## GIVEN PASSAGE
↓
In a piece for the Belfast Telegraph last Wednesday, I asked "would enough people be prepared to accept the risks involved with a looser form of lockdown in exchange for a return to something they recognise as a 'normal' life? That might still require social distancing for months on end - at least until there was a vaccine available - but it might be possible to reopen shops, pubs and hotels; return schools to normal; allow some sports to begin again; and allow millions of people to return to work and full salaries". I think the answer to that question is probably a thumping yes.
Listening to what Boris Johnson said on his return to work on Monday (and it may explain why he was so keen to get back) suggests he also thinks the answer to the question would be yes.
He said: "When we are sure that this first phase is over and that we are meeting our five tests: deaths falling, NHS protected, rate of infection down, really sorting out the problems of testing and PPE and avoiding a second peak, then that will be the time to move on to the second phase in which we continue to suppress the disease and keep the reproduction rate - the R rate - down, but begin gradually to refine the economic and social restrictions and one-by-one to fire up the engines of this vast UK economy."
↑
## SOURCE INFORMATION
↓
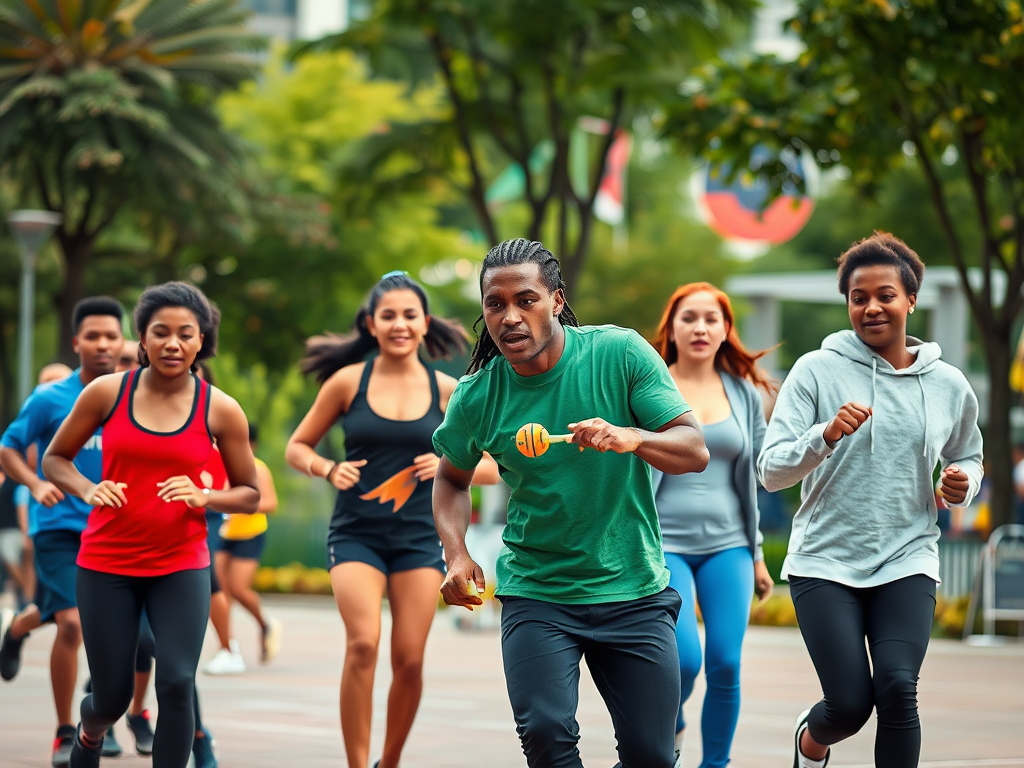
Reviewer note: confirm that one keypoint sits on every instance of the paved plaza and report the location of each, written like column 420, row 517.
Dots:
column 286, row 714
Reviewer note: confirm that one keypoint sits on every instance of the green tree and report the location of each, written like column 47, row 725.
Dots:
column 879, row 80
column 310, row 275
column 518, row 76
column 108, row 105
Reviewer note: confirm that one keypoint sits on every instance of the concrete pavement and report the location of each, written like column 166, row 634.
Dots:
column 286, row 714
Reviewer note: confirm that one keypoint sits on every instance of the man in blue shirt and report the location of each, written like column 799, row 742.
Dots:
column 56, row 521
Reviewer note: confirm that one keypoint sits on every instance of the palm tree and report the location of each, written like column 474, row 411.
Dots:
column 109, row 103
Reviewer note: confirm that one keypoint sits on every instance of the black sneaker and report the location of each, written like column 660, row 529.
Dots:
column 797, row 733
column 82, row 756
column 10, row 649
column 111, row 748
column 61, row 745
column 142, row 730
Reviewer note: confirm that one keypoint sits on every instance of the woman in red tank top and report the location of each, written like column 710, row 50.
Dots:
column 144, row 545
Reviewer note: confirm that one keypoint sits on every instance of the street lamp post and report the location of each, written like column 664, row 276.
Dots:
column 31, row 230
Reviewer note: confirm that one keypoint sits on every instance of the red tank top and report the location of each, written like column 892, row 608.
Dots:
column 148, row 537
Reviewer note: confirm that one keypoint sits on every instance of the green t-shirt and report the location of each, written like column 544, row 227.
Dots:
column 582, row 525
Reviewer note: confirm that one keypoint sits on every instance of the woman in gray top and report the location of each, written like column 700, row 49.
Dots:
column 710, row 520
column 862, row 423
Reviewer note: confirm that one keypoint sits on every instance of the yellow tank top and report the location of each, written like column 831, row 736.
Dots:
column 240, row 527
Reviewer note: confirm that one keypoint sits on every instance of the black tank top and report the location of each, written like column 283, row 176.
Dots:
column 388, row 498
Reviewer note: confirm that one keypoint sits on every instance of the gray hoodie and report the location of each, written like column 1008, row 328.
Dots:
column 867, row 513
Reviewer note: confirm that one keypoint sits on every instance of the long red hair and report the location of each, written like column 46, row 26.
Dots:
column 732, row 356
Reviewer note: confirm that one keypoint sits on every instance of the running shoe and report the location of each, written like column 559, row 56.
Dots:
column 142, row 730
column 81, row 756
column 799, row 759
column 203, row 750
column 10, row 649
column 111, row 748
column 270, row 639
column 226, row 662
column 62, row 747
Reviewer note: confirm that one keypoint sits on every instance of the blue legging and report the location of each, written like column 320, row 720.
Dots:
column 724, row 586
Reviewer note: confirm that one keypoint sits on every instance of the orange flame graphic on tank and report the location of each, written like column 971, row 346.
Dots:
column 397, row 487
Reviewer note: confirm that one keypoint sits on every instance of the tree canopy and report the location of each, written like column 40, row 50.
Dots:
column 521, row 77
column 109, row 104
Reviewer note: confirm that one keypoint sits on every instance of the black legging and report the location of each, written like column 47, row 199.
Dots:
column 111, row 606
column 146, row 646
column 896, row 619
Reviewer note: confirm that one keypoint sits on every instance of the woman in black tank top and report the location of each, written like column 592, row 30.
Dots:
column 382, row 534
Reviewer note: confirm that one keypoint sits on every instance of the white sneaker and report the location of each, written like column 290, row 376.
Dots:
column 270, row 639
column 225, row 663
column 799, row 759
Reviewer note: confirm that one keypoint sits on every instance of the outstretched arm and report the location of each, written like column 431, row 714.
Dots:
column 452, row 512
column 675, row 449
column 87, row 415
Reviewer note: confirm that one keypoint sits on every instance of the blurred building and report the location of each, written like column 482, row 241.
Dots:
column 304, row 19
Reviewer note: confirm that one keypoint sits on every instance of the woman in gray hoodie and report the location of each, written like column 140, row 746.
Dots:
column 862, row 423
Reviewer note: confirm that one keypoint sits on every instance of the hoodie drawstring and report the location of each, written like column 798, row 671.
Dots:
column 875, row 371
column 924, row 404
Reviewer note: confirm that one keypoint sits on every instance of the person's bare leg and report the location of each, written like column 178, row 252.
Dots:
column 241, row 572
column 138, row 697
column 358, row 590
column 413, row 598
column 26, row 622
column 64, row 663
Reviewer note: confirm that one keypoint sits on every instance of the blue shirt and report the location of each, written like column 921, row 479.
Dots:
column 37, row 422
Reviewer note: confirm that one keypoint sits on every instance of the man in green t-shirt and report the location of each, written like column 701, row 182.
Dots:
column 582, row 573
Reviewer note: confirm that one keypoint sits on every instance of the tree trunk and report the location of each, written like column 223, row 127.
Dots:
column 573, row 262
column 7, row 407
column 997, row 437
column 77, row 252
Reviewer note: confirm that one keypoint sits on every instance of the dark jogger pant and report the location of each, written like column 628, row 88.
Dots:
column 896, row 620
column 630, row 649
column 111, row 606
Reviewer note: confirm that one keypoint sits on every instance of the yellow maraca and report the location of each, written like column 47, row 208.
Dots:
column 534, row 440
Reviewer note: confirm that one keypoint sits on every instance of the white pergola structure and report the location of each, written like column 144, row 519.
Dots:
column 941, row 293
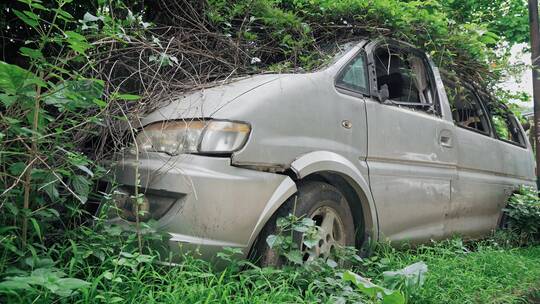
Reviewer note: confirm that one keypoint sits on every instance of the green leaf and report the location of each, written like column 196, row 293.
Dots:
column 127, row 97
column 36, row 228
column 81, row 186
column 86, row 170
column 77, row 42
column 72, row 283
column 16, row 80
column 272, row 240
column 7, row 100
column 17, row 168
column 373, row 290
column 30, row 21
column 295, row 256
column 10, row 285
column 75, row 94
column 32, row 53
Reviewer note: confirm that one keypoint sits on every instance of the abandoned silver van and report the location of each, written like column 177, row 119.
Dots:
column 372, row 147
↑
## ABOUT THIS TASK
Does each statement agree with the lockdown column? Answer yes or no for each, quoting the deciding words. 1. The writer's earlier piece appeared in the Belfast Telegraph. 2. One of Boris Johnson's five tests was avoiding a second peak. 3. Johnson said the economic restrictions would all be lifted at once. The data can be set aside; none of it is needed.

## ANSWER TO THE PROBLEM
1. Yes: "In a piece for the Belfast Telegraph last Wednesday"
2. Yes: "avoiding a second peak"
3. No: "begin gradually to refine the economic and social restrictions and one-by-one to fire up the engines of this vast UK economy"